- EXCERPT TO READ -
>>>

49% blockchain stake of Andy Warhol painting going up for auction

The blockchain art auction shows off the benefits of fractionalisation, digitisation and tokenisation.
In a world first, blockchain company Maecanas is auctioning off a 49% stake of the Andy Warhol painting 14 Small Electric Chairs in bitcoin, Ether or ART (the Maecanas native token). The complete painting is valued at $5.65 million, and the auction will be accepting a minimum of $4 million.
It's not the world's first blockchain and crypto art auction, but it is the world's first tokenised fractionalised fine art auction. In this case, that fraction is a 49% stake in the artwork for the buyer. The artwork will also be written onto the Codex Blockchain and given a Codex title.
Asset digitisation, or tokenisation, has been one of the more apparent immediate applications of blockchain technology. It's exactly what it sounds like, with physical assets being represented on the blockchain.
Although the benefits of asset tokenisation might not be immediately obvious, it can serve a range of valuable purposes. Asset fractionalisation is one of the more straightforward applications.

<<<

- RECORDED INFORMATION -
>>>

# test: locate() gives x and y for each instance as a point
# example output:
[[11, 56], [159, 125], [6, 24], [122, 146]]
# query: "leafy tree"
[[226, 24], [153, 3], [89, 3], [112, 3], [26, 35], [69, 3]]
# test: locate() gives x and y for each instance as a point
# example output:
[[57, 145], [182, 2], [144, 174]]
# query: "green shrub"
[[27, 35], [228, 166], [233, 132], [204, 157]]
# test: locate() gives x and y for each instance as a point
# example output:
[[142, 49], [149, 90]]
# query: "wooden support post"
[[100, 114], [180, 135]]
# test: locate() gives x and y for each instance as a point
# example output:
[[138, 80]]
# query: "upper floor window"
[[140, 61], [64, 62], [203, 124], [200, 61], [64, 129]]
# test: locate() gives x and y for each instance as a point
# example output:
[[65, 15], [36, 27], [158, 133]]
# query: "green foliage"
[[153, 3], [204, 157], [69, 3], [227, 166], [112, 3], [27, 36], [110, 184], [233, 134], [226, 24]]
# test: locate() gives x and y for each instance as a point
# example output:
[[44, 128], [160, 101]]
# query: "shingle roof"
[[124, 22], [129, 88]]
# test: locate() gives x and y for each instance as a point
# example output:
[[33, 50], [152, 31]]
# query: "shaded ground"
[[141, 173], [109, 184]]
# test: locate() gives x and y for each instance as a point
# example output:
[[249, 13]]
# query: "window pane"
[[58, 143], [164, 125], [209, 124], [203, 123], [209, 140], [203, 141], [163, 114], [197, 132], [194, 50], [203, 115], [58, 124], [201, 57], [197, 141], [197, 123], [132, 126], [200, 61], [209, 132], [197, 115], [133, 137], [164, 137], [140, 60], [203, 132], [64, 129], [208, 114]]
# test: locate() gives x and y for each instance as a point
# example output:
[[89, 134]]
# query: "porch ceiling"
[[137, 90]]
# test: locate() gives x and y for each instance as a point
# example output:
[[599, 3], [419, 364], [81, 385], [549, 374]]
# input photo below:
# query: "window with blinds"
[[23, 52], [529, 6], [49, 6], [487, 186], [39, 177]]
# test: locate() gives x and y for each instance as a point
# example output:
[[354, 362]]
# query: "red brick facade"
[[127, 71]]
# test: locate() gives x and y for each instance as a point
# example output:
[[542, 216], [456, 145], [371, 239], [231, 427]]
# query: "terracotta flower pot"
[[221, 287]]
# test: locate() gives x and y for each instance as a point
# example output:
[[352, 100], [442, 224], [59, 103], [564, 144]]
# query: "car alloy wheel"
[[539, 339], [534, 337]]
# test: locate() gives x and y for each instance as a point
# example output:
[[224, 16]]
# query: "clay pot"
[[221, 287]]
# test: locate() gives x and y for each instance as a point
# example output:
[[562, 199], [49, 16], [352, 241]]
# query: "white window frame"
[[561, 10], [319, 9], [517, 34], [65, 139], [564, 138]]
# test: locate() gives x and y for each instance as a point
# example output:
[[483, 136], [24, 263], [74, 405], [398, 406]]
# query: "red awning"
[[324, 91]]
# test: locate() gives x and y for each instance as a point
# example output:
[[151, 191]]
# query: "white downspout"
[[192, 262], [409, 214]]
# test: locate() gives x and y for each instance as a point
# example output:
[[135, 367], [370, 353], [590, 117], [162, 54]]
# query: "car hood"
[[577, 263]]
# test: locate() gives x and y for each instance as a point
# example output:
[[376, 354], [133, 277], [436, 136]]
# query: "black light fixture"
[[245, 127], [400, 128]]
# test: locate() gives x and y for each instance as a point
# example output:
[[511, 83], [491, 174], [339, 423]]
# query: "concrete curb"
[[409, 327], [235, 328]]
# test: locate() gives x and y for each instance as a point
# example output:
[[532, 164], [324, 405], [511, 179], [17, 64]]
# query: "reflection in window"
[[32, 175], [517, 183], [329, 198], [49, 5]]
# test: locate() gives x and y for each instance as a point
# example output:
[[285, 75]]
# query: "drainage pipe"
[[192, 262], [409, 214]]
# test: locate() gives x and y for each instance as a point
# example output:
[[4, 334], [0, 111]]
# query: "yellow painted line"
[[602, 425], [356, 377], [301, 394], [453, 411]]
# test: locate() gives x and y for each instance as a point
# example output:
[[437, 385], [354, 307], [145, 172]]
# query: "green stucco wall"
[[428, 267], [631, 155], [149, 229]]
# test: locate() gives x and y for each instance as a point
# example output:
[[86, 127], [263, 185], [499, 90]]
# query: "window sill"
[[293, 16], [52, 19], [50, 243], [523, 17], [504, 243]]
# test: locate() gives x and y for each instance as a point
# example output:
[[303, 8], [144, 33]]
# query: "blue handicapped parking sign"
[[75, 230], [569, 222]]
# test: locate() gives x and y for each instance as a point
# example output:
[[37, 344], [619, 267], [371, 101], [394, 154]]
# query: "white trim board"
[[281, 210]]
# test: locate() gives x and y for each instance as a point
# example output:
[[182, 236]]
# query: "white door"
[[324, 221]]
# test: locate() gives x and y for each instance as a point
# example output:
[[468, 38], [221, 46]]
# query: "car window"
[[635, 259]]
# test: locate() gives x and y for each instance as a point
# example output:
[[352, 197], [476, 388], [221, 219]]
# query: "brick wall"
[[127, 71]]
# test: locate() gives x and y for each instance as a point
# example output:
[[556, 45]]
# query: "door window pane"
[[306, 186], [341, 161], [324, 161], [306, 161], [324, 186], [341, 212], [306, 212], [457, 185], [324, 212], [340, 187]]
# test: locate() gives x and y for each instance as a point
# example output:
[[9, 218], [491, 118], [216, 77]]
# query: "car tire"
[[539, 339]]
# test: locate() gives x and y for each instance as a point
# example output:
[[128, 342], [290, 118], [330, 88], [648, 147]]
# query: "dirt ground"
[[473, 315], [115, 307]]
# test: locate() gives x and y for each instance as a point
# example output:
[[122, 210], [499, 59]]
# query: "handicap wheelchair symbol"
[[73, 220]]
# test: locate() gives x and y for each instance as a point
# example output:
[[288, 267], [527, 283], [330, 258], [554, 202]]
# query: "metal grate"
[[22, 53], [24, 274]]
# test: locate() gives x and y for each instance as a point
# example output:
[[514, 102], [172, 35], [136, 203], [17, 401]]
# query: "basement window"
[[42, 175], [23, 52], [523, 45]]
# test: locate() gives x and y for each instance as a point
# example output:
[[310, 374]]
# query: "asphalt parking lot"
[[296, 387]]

<<<
>>>

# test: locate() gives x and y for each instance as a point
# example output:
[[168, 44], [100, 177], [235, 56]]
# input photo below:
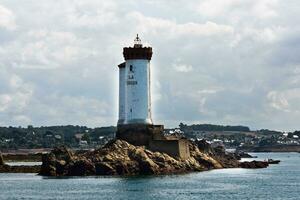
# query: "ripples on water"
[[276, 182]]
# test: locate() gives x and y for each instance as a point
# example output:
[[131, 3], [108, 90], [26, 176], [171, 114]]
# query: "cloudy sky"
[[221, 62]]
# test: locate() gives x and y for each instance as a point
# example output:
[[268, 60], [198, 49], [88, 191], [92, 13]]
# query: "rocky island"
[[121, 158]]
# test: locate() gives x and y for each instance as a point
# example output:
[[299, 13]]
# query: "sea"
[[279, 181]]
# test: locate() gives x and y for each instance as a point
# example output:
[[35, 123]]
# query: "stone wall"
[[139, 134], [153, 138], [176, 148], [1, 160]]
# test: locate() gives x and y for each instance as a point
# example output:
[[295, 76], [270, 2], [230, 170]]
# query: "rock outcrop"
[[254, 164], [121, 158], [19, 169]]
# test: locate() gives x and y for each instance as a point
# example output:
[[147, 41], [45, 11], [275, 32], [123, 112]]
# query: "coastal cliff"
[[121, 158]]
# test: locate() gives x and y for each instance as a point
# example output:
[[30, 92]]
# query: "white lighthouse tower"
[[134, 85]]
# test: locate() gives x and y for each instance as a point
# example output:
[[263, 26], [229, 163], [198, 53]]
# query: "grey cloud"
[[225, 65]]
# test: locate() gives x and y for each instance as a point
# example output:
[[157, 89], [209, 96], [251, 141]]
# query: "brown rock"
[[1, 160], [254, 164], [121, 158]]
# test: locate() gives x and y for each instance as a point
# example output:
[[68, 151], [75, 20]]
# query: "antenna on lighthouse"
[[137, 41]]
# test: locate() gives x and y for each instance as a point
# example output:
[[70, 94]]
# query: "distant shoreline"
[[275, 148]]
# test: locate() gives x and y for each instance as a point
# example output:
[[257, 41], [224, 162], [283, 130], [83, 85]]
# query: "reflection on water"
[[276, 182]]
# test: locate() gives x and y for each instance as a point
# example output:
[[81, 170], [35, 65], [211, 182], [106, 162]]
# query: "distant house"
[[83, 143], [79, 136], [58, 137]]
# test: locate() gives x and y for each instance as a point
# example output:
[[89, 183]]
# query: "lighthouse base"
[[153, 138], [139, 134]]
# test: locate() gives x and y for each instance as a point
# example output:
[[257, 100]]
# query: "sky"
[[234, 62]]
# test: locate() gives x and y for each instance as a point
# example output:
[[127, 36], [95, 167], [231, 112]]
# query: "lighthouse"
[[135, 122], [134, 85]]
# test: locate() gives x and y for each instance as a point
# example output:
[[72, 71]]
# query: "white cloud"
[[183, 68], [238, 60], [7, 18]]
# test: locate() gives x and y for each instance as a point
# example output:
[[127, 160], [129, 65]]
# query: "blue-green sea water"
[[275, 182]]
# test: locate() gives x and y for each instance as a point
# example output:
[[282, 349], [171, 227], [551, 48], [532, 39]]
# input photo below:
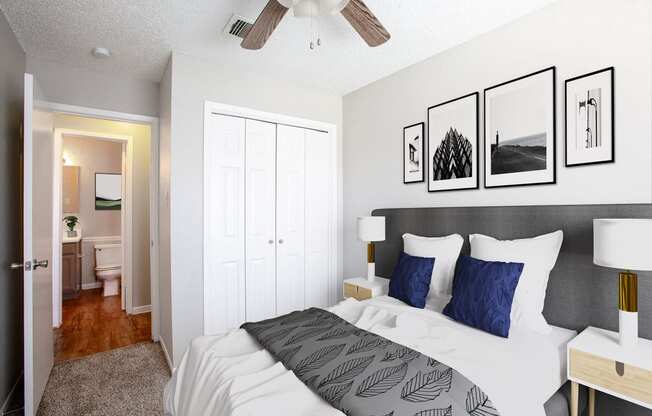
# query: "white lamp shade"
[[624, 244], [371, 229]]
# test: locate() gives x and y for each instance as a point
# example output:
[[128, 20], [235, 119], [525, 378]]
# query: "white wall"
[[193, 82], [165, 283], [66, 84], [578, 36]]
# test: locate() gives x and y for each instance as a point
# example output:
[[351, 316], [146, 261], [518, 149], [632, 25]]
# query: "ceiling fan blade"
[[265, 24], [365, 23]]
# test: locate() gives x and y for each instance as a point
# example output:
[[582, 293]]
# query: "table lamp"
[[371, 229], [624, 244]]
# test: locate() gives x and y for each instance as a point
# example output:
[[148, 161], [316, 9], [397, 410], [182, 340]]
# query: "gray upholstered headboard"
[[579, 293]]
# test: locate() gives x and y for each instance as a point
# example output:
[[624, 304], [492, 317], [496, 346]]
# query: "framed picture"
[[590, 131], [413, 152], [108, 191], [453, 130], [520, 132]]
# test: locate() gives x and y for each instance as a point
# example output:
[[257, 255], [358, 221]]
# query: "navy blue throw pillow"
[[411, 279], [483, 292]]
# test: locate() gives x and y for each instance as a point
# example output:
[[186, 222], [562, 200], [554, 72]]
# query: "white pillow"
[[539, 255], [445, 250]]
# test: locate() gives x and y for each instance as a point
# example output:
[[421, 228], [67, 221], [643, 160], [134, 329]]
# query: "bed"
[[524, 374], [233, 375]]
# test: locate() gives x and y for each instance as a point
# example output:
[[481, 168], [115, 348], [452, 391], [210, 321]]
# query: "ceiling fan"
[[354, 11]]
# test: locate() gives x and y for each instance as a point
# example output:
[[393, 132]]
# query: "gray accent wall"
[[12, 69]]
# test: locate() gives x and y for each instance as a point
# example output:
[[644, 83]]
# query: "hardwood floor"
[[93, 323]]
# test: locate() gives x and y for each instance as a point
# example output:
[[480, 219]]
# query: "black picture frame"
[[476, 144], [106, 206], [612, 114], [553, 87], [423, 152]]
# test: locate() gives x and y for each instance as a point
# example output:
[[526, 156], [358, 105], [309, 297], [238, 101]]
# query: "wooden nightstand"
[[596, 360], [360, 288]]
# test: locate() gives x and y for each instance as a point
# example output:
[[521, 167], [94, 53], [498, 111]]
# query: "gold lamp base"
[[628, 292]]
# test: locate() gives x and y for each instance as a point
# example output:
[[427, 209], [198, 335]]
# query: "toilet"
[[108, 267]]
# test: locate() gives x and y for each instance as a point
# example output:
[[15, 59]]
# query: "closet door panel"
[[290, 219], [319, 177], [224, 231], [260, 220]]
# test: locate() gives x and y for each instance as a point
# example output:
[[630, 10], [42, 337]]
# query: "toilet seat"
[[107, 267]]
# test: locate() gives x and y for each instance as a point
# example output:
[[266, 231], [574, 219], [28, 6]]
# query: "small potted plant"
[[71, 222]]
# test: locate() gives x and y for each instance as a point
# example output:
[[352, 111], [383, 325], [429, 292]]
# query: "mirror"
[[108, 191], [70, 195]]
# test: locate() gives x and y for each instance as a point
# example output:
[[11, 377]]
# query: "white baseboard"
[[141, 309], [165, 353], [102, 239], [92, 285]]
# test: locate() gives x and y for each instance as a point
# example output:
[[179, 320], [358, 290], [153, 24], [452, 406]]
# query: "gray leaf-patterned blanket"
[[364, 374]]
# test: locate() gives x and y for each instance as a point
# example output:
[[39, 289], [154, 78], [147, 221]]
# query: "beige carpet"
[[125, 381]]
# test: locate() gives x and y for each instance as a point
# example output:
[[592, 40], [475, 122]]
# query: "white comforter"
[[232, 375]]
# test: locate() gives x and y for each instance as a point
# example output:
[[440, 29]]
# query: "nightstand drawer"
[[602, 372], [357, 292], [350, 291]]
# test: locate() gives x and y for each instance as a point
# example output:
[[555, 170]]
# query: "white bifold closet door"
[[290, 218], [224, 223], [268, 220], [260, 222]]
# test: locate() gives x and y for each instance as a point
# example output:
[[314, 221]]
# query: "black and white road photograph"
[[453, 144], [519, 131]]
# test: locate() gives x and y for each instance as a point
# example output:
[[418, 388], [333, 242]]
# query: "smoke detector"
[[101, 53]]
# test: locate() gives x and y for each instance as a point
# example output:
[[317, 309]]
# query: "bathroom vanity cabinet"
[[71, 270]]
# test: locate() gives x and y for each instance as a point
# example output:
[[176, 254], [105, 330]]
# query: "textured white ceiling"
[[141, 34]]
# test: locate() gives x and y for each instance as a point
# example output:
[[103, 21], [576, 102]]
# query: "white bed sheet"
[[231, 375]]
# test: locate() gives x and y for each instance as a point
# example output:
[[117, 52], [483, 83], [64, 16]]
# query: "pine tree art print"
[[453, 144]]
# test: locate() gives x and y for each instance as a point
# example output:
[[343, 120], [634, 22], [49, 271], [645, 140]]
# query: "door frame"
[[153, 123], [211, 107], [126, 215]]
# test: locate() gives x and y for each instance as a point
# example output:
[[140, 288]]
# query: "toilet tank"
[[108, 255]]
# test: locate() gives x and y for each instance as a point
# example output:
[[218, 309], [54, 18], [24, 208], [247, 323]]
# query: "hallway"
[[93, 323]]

<<<

- YOUR TASKS -
A: In the article about the Warhol blockchain auction, what minimum amount will the auction accept?
B: Output the passage of the Warhol auction article starting at "It's not the" and ending at "a Codex title.", unchanged.

- RESPONSES -
A: $4 million

B:
It's not the world's first blockchain and crypto art auction, but it is the world's first tokenised fractionalised fine art auction. In this case, that fraction is a 49% stake in the artwork for the buyer. The artwork will also be written onto the Codex Blockchain and given a Codex title.